DATA FOR REVIEW:
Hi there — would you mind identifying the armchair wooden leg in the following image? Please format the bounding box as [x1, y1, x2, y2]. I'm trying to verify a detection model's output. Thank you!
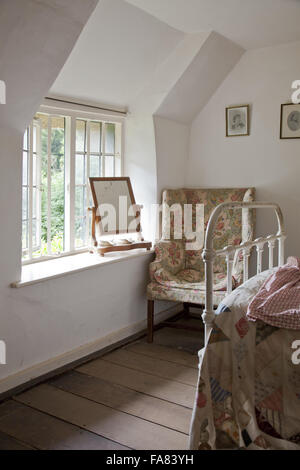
[147, 300, 154, 343]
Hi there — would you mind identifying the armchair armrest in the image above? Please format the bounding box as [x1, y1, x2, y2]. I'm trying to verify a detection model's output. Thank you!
[149, 240, 185, 282]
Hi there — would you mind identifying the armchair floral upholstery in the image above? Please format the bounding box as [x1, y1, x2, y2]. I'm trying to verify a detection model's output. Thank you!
[147, 188, 255, 307]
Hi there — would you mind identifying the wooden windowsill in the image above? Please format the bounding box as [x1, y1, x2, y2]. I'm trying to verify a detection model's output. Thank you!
[12, 249, 154, 288]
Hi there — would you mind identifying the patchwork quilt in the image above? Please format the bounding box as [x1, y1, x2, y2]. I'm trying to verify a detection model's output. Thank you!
[189, 270, 300, 450]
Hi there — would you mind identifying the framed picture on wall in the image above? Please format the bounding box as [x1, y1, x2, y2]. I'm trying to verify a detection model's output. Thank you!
[280, 103, 300, 139]
[226, 104, 249, 137]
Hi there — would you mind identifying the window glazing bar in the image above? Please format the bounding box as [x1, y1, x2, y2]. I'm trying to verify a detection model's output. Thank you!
[47, 117, 52, 255]
[28, 123, 33, 260]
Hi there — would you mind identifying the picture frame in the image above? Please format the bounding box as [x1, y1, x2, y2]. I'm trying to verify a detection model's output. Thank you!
[226, 104, 250, 137]
[280, 103, 300, 139]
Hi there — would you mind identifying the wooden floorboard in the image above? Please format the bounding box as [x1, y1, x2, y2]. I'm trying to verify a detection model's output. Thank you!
[50, 370, 191, 434]
[0, 319, 201, 450]
[77, 359, 195, 408]
[150, 327, 203, 354]
[0, 429, 34, 450]
[102, 348, 198, 386]
[15, 384, 188, 450]
[0, 400, 127, 450]
[168, 316, 204, 328]
[125, 341, 199, 369]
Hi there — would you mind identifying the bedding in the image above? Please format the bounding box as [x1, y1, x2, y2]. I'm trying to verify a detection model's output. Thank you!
[189, 269, 300, 450]
[247, 257, 300, 329]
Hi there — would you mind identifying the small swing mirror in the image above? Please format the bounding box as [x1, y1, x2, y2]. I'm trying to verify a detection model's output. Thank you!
[89, 177, 151, 256]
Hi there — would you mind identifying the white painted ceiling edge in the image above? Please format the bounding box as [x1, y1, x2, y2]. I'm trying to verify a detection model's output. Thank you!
[128, 28, 244, 124]
[50, 0, 184, 112]
[48, 0, 300, 120]
[155, 31, 244, 124]
[130, 32, 210, 114]
[49, 0, 246, 125]
[125, 0, 300, 51]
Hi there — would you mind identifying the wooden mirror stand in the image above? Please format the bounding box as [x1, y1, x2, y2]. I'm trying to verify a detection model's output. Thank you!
[89, 177, 152, 256]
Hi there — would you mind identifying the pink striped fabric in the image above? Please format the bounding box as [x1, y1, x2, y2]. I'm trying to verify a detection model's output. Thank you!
[247, 257, 300, 329]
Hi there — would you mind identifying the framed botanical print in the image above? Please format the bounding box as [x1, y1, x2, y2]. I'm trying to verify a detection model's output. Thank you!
[280, 103, 300, 139]
[226, 104, 249, 137]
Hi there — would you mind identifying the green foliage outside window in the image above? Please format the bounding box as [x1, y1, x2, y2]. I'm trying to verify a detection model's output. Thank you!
[38, 127, 65, 255]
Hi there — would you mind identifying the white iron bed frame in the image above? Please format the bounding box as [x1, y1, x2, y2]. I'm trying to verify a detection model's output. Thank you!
[202, 201, 286, 343]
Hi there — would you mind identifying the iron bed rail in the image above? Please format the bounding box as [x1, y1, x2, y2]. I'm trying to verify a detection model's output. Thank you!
[202, 201, 286, 343]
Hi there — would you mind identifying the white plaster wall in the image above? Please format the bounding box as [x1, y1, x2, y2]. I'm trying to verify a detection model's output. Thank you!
[0, 253, 155, 389]
[187, 41, 300, 260]
[50, 0, 183, 109]
[0, 1, 179, 392]
[124, 33, 210, 241]
[0, 0, 98, 130]
[124, 115, 158, 240]
[124, 32, 243, 243]
[125, 115, 189, 240]
[0, 0, 168, 393]
[156, 32, 244, 124]
[154, 116, 189, 199]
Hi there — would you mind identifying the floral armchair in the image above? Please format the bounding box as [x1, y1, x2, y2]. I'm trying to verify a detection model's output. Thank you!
[147, 187, 255, 342]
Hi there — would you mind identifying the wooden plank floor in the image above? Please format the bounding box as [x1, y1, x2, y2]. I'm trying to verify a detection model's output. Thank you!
[0, 316, 204, 450]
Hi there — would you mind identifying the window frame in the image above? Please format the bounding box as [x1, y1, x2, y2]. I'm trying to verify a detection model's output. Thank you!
[22, 103, 125, 265]
[22, 119, 42, 260]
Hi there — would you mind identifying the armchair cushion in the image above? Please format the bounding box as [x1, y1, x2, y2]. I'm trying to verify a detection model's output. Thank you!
[147, 280, 228, 306]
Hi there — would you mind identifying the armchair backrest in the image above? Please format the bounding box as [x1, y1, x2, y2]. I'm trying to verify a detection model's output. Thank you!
[161, 187, 255, 274]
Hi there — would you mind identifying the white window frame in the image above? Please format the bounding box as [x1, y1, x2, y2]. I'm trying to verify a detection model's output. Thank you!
[22, 102, 125, 265]
[22, 119, 42, 260]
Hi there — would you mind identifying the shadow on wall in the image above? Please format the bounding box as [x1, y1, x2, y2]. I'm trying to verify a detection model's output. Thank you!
[255, 180, 299, 262]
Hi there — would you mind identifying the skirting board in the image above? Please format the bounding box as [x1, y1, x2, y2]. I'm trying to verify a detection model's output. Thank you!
[0, 303, 182, 399]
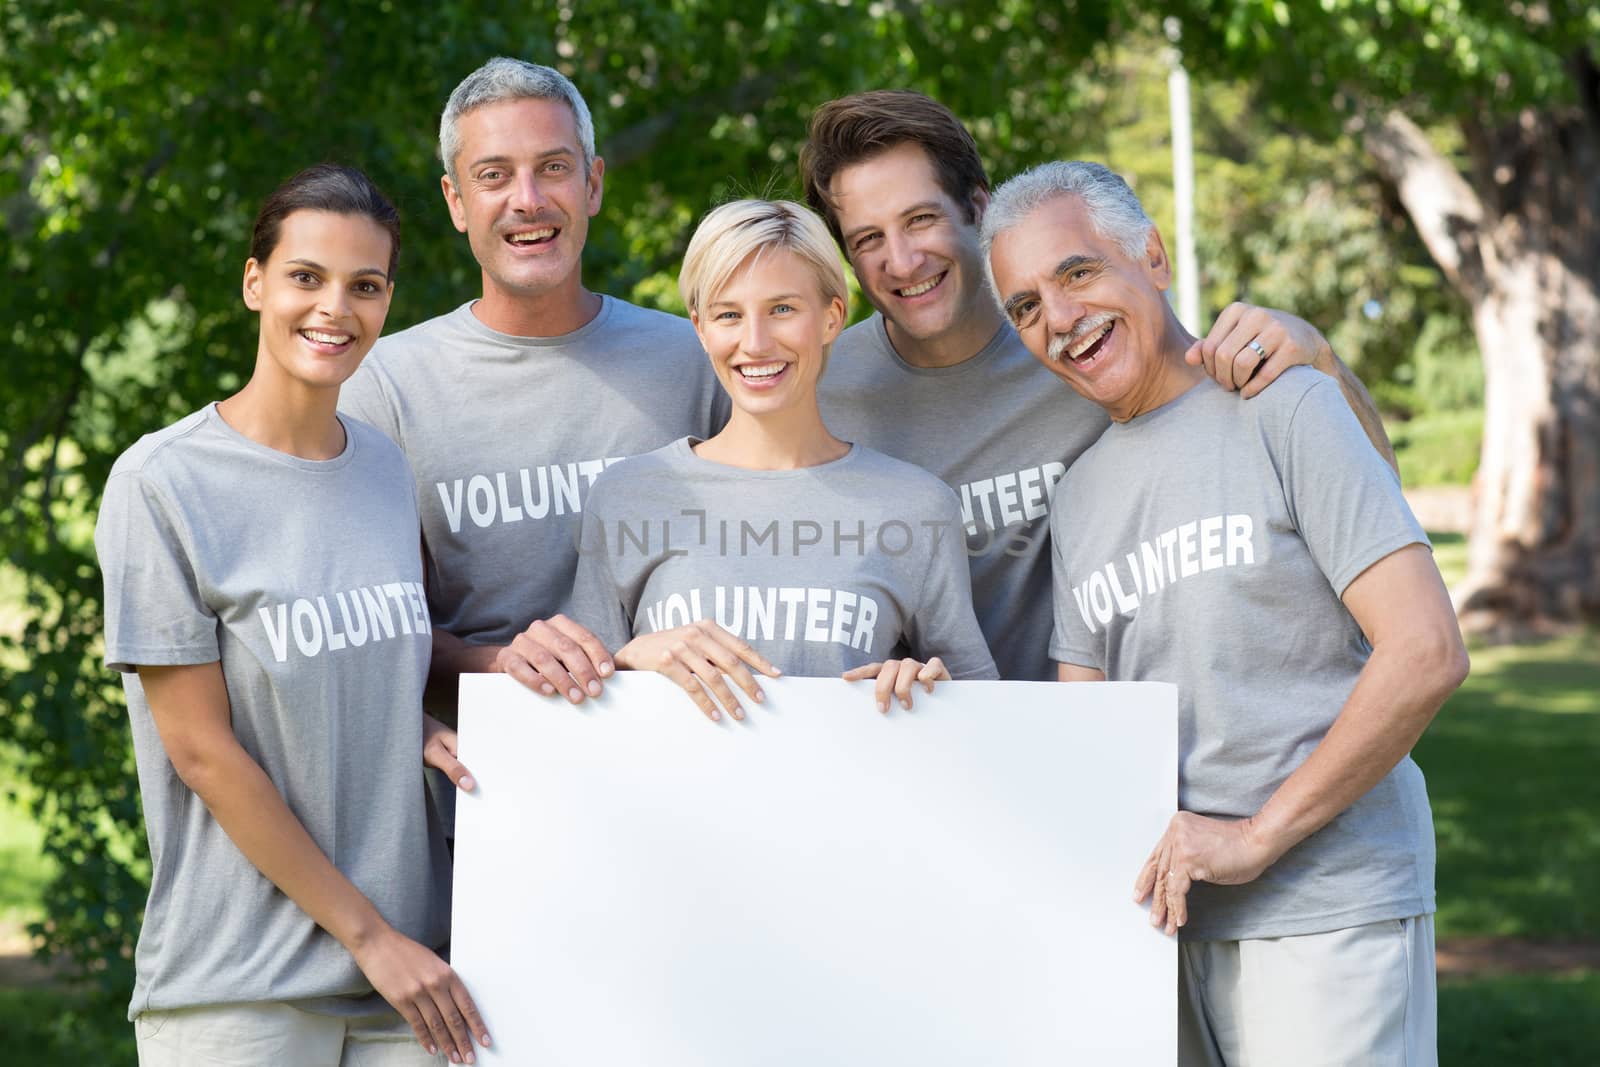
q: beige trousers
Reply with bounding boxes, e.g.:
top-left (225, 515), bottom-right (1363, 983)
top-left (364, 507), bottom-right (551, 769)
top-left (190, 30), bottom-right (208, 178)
top-left (1179, 914), bottom-right (1437, 1067)
top-left (135, 1000), bottom-right (448, 1067)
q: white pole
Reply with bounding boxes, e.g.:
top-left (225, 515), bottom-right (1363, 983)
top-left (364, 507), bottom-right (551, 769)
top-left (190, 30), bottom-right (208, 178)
top-left (1165, 17), bottom-right (1200, 334)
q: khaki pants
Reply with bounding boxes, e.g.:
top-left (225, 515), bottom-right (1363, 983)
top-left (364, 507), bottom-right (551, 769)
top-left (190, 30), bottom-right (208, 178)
top-left (1179, 914), bottom-right (1437, 1067)
top-left (135, 1001), bottom-right (447, 1067)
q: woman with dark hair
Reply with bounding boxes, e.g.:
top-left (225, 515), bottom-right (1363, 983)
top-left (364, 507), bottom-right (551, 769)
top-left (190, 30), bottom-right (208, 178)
top-left (95, 165), bottom-right (488, 1064)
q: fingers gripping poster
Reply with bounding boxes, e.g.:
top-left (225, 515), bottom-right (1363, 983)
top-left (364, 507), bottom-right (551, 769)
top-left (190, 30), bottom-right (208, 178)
top-left (451, 674), bottom-right (1177, 1065)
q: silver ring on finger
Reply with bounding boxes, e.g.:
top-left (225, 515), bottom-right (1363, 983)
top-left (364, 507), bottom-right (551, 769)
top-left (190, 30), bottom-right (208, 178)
top-left (1247, 339), bottom-right (1268, 358)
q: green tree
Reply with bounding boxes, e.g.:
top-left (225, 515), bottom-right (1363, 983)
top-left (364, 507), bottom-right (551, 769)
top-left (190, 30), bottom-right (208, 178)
top-left (0, 0), bottom-right (1119, 992)
top-left (1078, 40), bottom-right (1477, 414)
top-left (1156, 0), bottom-right (1600, 631)
top-left (11, 0), bottom-right (1588, 1000)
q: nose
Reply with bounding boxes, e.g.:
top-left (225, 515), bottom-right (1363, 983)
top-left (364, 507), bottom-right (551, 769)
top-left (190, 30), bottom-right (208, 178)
top-left (1041, 284), bottom-right (1087, 338)
top-left (508, 169), bottom-right (545, 216)
top-left (882, 230), bottom-right (922, 280)
top-left (740, 315), bottom-right (774, 357)
top-left (318, 285), bottom-right (352, 321)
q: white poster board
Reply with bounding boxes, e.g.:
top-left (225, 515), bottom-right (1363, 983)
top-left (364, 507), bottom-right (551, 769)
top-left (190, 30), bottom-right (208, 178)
top-left (452, 673), bottom-right (1177, 1066)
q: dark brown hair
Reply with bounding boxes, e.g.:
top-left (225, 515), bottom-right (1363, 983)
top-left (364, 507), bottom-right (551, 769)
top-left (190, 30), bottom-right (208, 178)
top-left (249, 164), bottom-right (401, 279)
top-left (800, 90), bottom-right (990, 246)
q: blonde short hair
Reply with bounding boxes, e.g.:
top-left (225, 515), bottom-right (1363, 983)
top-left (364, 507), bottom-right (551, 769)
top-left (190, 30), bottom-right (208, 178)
top-left (678, 199), bottom-right (849, 319)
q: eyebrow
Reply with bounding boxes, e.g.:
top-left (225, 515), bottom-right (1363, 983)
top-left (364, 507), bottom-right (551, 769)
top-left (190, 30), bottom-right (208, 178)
top-left (1053, 254), bottom-right (1104, 278)
top-left (840, 200), bottom-right (945, 243)
top-left (467, 147), bottom-right (576, 170)
top-left (286, 259), bottom-right (389, 282)
top-left (1001, 290), bottom-right (1038, 318)
top-left (707, 291), bottom-right (806, 308)
top-left (1001, 254), bottom-right (1106, 318)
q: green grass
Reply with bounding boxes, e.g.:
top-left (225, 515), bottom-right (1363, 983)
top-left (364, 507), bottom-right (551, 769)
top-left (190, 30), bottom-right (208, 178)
top-left (1392, 408), bottom-right (1484, 488)
top-left (1439, 972), bottom-right (1600, 1066)
top-left (5, 976), bottom-right (1594, 1067)
top-left (0, 986), bottom-right (135, 1066)
top-left (1416, 631), bottom-right (1600, 940)
top-left (2, 614), bottom-right (1594, 1063)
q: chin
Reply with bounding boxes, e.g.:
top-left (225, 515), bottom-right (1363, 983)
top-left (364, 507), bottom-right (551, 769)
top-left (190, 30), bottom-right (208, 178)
top-left (900, 308), bottom-right (958, 341)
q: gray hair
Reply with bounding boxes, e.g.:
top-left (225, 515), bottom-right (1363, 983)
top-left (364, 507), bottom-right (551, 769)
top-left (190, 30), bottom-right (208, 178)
top-left (979, 161), bottom-right (1153, 295)
top-left (439, 57), bottom-right (596, 182)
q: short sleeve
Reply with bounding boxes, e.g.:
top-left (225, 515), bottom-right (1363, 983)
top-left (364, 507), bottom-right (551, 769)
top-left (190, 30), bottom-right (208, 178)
top-left (1280, 378), bottom-right (1428, 597)
top-left (1047, 492), bottom-right (1102, 670)
top-left (95, 470), bottom-right (219, 673)
top-left (562, 501), bottom-right (636, 655)
top-left (905, 492), bottom-right (999, 680)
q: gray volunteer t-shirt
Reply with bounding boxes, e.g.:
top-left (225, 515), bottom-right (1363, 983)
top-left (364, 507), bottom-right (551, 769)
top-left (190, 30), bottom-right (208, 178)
top-left (567, 438), bottom-right (998, 680)
top-left (820, 315), bottom-right (1109, 680)
top-left (1050, 368), bottom-right (1432, 941)
top-left (340, 297), bottom-right (728, 647)
top-left (95, 404), bottom-right (451, 1018)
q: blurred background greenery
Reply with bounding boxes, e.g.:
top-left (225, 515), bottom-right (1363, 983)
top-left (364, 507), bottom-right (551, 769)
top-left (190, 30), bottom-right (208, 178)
top-left (3, 1), bottom-right (1596, 1061)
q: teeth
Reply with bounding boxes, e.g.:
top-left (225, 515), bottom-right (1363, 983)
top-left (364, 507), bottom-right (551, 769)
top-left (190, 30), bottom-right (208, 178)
top-left (738, 364), bottom-right (785, 379)
top-left (1067, 322), bottom-right (1113, 361)
top-left (897, 274), bottom-right (942, 298)
top-left (509, 229), bottom-right (556, 243)
top-left (302, 329), bottom-right (352, 345)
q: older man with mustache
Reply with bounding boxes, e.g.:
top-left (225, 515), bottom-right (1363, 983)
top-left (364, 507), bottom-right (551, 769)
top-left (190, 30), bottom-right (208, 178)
top-left (801, 90), bottom-right (1394, 684)
top-left (982, 160), bottom-right (1468, 1066)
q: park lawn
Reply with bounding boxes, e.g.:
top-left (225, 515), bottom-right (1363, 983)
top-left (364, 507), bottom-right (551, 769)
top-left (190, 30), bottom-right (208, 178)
top-left (0, 986), bottom-right (135, 1066)
top-left (1416, 630), bottom-right (1600, 942)
top-left (8, 970), bottom-right (1597, 1067)
top-left (1438, 971), bottom-right (1600, 1066)
top-left (3, 578), bottom-right (1593, 1064)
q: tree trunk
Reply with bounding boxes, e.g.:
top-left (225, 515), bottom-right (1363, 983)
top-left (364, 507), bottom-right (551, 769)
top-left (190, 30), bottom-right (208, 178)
top-left (1364, 61), bottom-right (1600, 635)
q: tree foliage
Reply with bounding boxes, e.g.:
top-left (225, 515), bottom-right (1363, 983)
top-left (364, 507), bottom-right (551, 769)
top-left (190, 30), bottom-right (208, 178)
top-left (1160, 0), bottom-right (1597, 123)
top-left (1143, 0), bottom-right (1600, 629)
top-left (4, 0), bottom-right (1588, 996)
top-left (0, 0), bottom-right (1133, 992)
top-left (1080, 43), bottom-right (1479, 415)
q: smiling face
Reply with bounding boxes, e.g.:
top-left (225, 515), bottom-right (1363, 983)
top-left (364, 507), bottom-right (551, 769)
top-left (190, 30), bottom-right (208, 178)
top-left (826, 142), bottom-right (996, 363)
top-left (691, 248), bottom-right (846, 420)
top-left (987, 193), bottom-right (1186, 420)
top-left (441, 96), bottom-right (604, 319)
top-left (242, 209), bottom-right (394, 392)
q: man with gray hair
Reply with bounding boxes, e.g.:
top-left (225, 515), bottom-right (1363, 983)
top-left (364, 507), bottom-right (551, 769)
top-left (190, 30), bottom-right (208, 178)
top-left (983, 160), bottom-right (1468, 1065)
top-left (342, 58), bottom-right (726, 712)
top-left (800, 90), bottom-right (1393, 682)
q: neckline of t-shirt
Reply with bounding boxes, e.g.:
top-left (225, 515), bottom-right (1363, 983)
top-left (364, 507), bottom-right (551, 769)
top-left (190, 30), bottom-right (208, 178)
top-left (867, 314), bottom-right (1016, 378)
top-left (1106, 377), bottom-right (1215, 435)
top-left (454, 294), bottom-right (616, 348)
top-left (203, 402), bottom-right (361, 471)
top-left (671, 435), bottom-right (861, 479)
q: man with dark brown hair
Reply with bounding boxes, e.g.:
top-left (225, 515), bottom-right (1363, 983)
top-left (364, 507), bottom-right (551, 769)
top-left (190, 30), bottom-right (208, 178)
top-left (801, 90), bottom-right (1391, 680)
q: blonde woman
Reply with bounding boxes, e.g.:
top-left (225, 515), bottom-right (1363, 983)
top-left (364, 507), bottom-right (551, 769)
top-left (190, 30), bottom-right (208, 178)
top-left (568, 199), bottom-right (997, 720)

WHAT IS NEEDED: Copy out each line of the data where the string "poster" appears.

RESPONSE TO THIS EXERCISE:
q: fingers gripping poster
q: white poster board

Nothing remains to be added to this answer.